Four military planes attacked an arms factory in Khartoum where there was a huge fire overnight, a Sudanese minister said on Wednesday, blaming Israel for the air strike.
"We think Israel did the bombing," Culture and Information Minister Ahmed
Bilal Osman told a news conference.
"We reserve the right to react at a place and time we choose,” he said, adding that evidence pointing to Israel was found among remnants of the explosives.
The explosion at the military factory in Sudan's capital before dawn Wednesday sent detonating ammunition flying through the air, causing panic among residents, the official news agency and local media reports said.
Officials said there were no reports of deaths, although some residents had suffered from smoke inhalation.
In 2009, a convoy carrying weapons in northeastern Sudan was targeted from the air, killing dozens. It was widely believed that Israel carried out the attack, as the shipment was headed to terrorists in the Gaza Strip, who would use them against Israeli civilians. Israel never confirmed or denied the accusations. Sudanese parliamentarians denied that weapons were transported in the area.
In 1998, the United States cruise missiles bombed a Khartoum pharmaceutical factory suspected of links to al-Qaida in the aftermath of the terror group's bombings of U.S. embassies in Kenya and Tanzania that killed 224 people.
Sudan has been a major hub for al-Qaida terrorists and a transit for weapon smugglers and African migrant traffickers.

[Data entries]

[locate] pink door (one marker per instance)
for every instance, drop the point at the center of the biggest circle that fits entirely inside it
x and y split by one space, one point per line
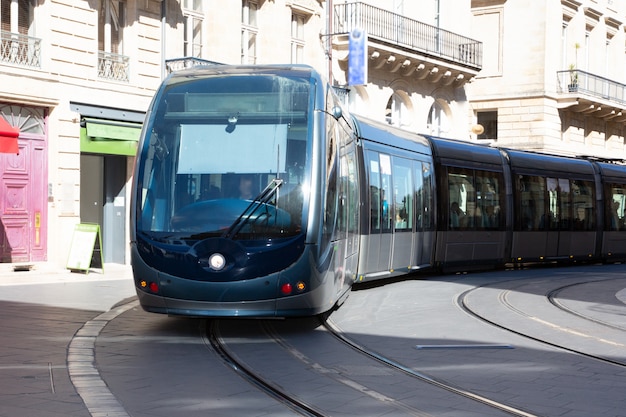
24 190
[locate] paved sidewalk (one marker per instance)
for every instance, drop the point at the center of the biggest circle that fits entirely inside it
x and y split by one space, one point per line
98 290
43 310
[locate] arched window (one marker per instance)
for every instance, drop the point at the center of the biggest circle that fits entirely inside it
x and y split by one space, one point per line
397 111
438 123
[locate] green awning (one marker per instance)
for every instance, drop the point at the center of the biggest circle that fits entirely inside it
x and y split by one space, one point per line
109 137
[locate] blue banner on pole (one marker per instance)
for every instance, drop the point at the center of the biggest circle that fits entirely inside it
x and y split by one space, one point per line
357 57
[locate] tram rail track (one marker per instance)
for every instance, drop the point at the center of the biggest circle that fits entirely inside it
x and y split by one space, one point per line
212 338
551 297
290 399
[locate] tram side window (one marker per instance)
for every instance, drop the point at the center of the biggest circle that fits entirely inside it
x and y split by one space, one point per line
488 204
530 202
583 203
461 200
474 198
402 194
380 191
426 197
615 204
375 201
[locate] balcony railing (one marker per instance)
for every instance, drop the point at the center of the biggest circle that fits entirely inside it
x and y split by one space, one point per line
578 81
177 64
113 66
389 27
20 49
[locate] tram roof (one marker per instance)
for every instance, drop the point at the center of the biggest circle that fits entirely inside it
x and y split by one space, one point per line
529 162
383 133
459 152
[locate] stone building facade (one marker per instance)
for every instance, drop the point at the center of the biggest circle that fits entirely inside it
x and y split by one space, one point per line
76 77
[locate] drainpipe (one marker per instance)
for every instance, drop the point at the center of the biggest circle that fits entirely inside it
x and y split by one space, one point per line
329 31
163 32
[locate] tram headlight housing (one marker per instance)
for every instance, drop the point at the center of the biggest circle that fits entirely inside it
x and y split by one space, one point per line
217 262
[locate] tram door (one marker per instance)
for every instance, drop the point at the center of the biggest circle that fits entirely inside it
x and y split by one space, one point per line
403 256
349 214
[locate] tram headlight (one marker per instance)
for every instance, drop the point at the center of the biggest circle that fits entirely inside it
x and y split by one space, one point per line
217 262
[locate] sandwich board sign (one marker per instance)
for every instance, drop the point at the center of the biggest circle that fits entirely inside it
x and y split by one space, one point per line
86 248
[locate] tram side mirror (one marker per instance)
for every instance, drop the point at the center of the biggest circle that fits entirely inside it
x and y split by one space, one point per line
337 112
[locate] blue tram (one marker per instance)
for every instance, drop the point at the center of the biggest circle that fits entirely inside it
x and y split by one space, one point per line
256 194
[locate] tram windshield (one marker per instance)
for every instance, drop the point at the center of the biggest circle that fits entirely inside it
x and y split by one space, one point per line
214 145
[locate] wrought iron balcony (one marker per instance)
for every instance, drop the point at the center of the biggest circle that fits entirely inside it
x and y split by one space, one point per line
177 64
394 29
581 82
113 66
20 49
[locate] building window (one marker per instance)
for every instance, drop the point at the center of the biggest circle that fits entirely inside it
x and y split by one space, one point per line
193 21
17 44
249 31
112 64
110 26
438 123
397 112
297 38
489 121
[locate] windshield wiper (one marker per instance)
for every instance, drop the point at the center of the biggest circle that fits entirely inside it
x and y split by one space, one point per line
263 198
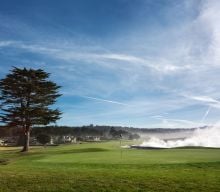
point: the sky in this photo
(140, 63)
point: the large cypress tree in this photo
(25, 96)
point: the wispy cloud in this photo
(105, 100)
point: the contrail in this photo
(206, 114)
(105, 100)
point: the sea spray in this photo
(208, 137)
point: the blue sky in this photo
(142, 63)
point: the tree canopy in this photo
(25, 96)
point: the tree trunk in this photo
(26, 141)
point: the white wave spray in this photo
(208, 137)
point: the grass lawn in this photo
(106, 167)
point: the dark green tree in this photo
(25, 99)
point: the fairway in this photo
(107, 167)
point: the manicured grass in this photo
(106, 167)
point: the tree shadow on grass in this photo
(4, 161)
(84, 150)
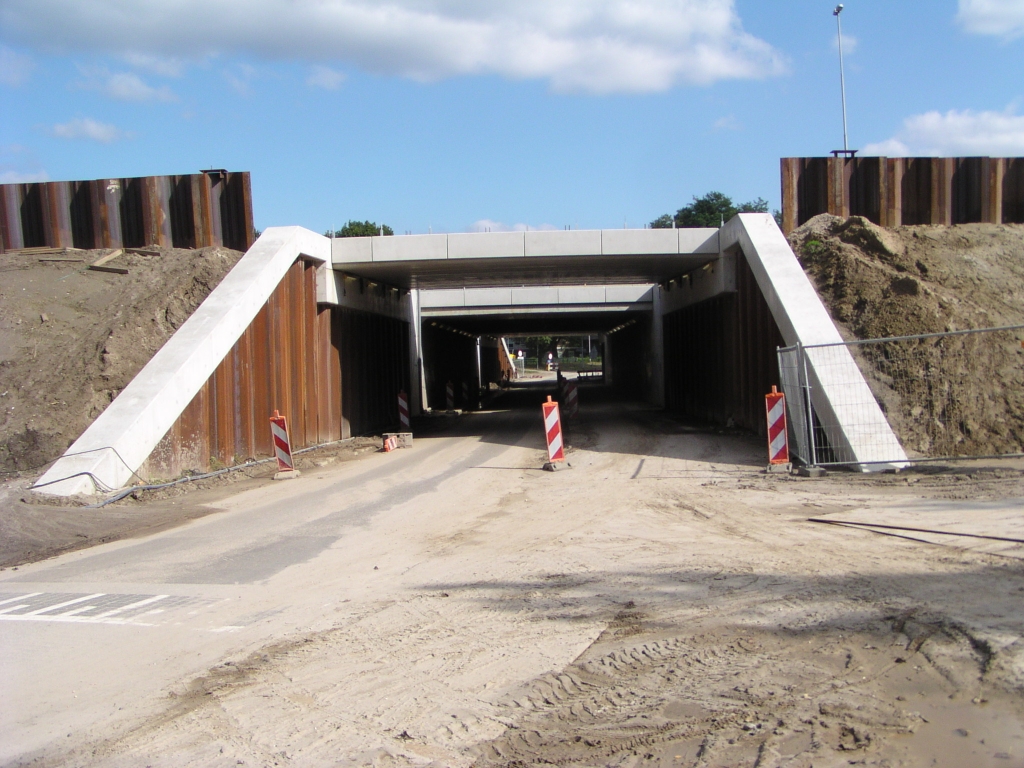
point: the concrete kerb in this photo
(111, 451)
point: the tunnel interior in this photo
(710, 363)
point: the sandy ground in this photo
(662, 603)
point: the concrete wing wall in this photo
(839, 391)
(114, 448)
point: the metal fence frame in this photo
(807, 435)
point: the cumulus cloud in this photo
(167, 67)
(325, 77)
(14, 68)
(89, 129)
(955, 134)
(123, 86)
(18, 177)
(998, 17)
(595, 46)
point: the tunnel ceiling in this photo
(524, 259)
(556, 270)
(539, 324)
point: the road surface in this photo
(664, 602)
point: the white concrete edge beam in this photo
(122, 437)
(538, 244)
(853, 420)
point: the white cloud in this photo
(998, 17)
(488, 225)
(325, 77)
(14, 68)
(955, 134)
(164, 66)
(597, 46)
(17, 177)
(123, 86)
(90, 129)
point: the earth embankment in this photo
(72, 338)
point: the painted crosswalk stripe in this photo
(66, 603)
(19, 597)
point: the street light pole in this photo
(842, 75)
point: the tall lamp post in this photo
(842, 75)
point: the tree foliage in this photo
(361, 229)
(711, 210)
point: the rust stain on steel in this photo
(720, 356)
(188, 211)
(332, 372)
(895, 192)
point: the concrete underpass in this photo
(328, 332)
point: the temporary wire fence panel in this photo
(950, 395)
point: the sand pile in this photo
(955, 396)
(72, 338)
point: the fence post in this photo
(811, 449)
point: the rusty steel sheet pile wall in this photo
(286, 359)
(448, 355)
(897, 192)
(213, 208)
(721, 356)
(333, 373)
(630, 359)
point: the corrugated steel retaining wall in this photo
(333, 373)
(720, 356)
(449, 355)
(896, 192)
(630, 359)
(213, 208)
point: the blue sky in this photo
(461, 115)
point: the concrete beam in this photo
(110, 452)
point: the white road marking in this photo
(19, 597)
(77, 600)
(81, 609)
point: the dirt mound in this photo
(72, 338)
(951, 396)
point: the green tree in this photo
(361, 229)
(711, 210)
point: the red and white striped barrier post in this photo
(403, 411)
(571, 398)
(282, 446)
(553, 432)
(778, 438)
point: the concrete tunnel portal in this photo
(627, 288)
(330, 330)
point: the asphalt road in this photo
(93, 634)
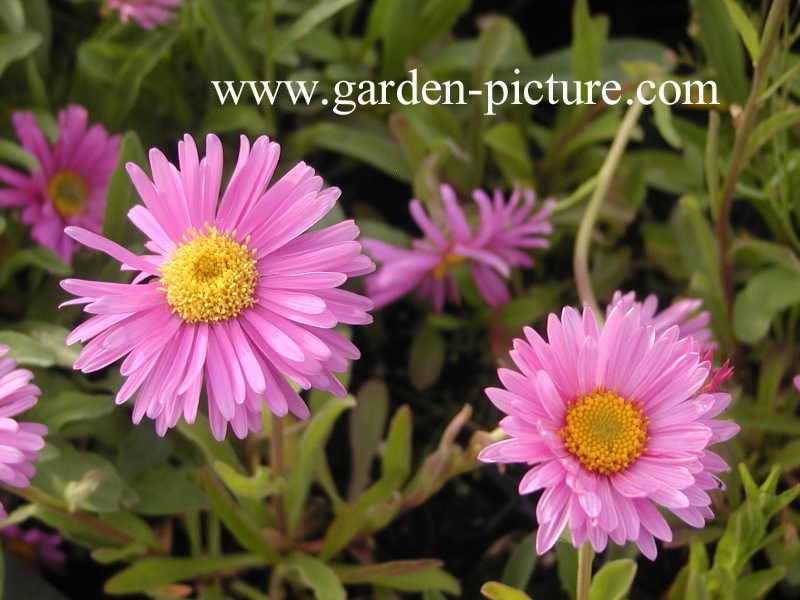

### [EXERCISE]
Please write out the part of the Khartoum factory report starting at "Four military planes" and ending at "the air strike.", switching "military planes" to "warplanes".

### [SOLUTION BELOW]
Four warplanes attacked an arms factory in Khartoum where there was a huge fire overnight, a Sudanese minister said on Wednesday, blaming Israel for the air strike.